SHORT TASK: Format all the rows below as a JSON list of strings, one string per line, leaving out blank lines.

RECORDS FOR THE EXERCISE:
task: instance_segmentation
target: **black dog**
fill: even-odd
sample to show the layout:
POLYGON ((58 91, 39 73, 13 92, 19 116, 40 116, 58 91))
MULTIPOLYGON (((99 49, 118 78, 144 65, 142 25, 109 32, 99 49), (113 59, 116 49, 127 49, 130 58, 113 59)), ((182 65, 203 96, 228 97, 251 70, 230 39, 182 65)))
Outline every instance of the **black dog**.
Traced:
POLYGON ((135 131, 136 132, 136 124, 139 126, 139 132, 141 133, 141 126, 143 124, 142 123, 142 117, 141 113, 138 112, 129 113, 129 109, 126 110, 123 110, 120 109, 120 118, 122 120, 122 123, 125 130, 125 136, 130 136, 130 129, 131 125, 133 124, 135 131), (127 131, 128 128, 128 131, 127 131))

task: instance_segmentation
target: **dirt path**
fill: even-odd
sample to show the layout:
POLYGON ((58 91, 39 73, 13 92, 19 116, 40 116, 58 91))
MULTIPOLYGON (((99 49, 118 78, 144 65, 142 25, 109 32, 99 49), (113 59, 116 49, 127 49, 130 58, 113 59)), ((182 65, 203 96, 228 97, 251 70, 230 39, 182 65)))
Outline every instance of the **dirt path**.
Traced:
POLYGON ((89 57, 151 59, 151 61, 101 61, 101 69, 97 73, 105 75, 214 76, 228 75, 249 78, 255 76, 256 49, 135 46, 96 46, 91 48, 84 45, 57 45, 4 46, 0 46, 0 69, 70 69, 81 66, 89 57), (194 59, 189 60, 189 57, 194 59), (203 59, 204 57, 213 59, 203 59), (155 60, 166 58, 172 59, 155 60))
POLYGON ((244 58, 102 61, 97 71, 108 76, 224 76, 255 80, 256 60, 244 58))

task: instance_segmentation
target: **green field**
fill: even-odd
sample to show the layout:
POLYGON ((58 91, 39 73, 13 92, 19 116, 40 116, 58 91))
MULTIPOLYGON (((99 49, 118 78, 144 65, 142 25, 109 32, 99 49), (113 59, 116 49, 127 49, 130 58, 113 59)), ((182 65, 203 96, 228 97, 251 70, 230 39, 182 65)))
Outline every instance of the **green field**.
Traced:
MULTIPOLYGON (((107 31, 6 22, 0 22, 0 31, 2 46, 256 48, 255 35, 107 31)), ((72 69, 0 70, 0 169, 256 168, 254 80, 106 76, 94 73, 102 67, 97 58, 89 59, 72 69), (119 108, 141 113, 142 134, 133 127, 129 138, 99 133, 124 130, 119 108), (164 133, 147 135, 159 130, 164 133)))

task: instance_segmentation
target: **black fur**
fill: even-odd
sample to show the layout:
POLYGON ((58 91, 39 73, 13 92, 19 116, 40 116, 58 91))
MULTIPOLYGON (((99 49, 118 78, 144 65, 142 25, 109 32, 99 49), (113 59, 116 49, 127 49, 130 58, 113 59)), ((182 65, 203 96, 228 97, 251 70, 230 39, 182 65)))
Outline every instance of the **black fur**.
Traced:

RESULT:
[
  "task: instance_segmentation",
  "target: **black dog**",
  "fill: even-odd",
  "sample to show the layout:",
  "POLYGON ((58 91, 39 73, 13 92, 19 116, 40 116, 58 91))",
  "MULTIPOLYGON (((99 49, 118 78, 144 65, 142 25, 109 32, 99 49), (113 59, 116 49, 127 49, 130 58, 113 59)), ((182 65, 203 96, 228 97, 251 70, 230 39, 182 65)))",
  "Outline every instance of the **black dog**.",
  "Traced:",
  "POLYGON ((135 131, 136 132, 136 124, 139 126, 139 132, 141 133, 141 126, 143 124, 142 123, 142 117, 141 113, 138 112, 129 113, 129 109, 126 110, 123 110, 120 109, 120 118, 122 120, 122 123, 125 130, 125 136, 130 136, 130 129, 131 125, 133 124, 135 131), (127 131, 128 128, 128 131, 127 131))",
  "task: instance_segmentation",
  "target: **dirt path**",
  "fill: even-odd",
  "sample to show the layout:",
  "POLYGON ((58 91, 39 73, 13 92, 19 116, 40 116, 58 91))",
  "MULTIPOLYGON (((99 49, 118 78, 144 65, 142 25, 109 32, 99 49), (113 59, 116 49, 127 49, 130 58, 113 59)), ((182 65, 203 96, 228 97, 251 70, 230 39, 182 65)))",
  "Outline every instance of the **dirt path**.",
  "Traced:",
  "POLYGON ((89 57, 151 59, 151 61, 101 61, 101 69, 97 73, 105 75, 214 76, 228 75, 249 78, 255 76, 256 49, 135 46, 96 46, 91 48, 84 45, 57 45, 4 46, 0 46, 0 69, 70 69, 81 66, 89 57), (194 59, 189 60, 189 57, 194 59), (203 59, 204 57, 213 59, 203 59), (155 60, 166 58, 172 59, 155 60))",
  "POLYGON ((244 58, 102 61, 97 71, 108 76, 224 76, 255 80, 256 60, 244 58))",
  "task: instance_segmentation",
  "target: **green field**",
  "fill: even-odd",
  "sample to show the layout:",
  "POLYGON ((58 91, 39 73, 13 92, 19 116, 40 116, 58 91))",
  "MULTIPOLYGON (((99 49, 118 78, 144 65, 142 25, 109 32, 99 49), (113 59, 116 49, 127 49, 130 58, 113 59)), ((182 65, 203 96, 228 97, 251 70, 230 39, 182 65)))",
  "Outline every instance of the **green field**.",
  "Traced:",
  "MULTIPOLYGON (((107 31, 6 22, 0 22, 0 31, 2 46, 256 48, 255 35, 107 31)), ((72 69, 0 70, 0 169, 256 168, 254 80, 106 76, 94 73, 102 67, 97 58, 89 59, 72 69), (119 108, 141 113, 142 134, 133 127, 129 138, 99 133, 124 130, 119 108), (164 133, 147 135, 159 130, 164 133)))",
  "task: instance_segmentation",
  "target: **black fur**",
  "fill: even-odd",
  "sample to show the layout:",
  "POLYGON ((58 91, 39 73, 13 92, 19 116, 40 116, 58 91))",
  "MULTIPOLYGON (((99 49, 118 78, 144 65, 142 25, 109 32, 99 49), (113 59, 116 49, 127 49, 130 58, 113 59)), ((182 65, 203 96, 228 97, 251 70, 230 39, 182 65)))",
  "Outline every instance of the **black fur**.",
  "Traced:"
]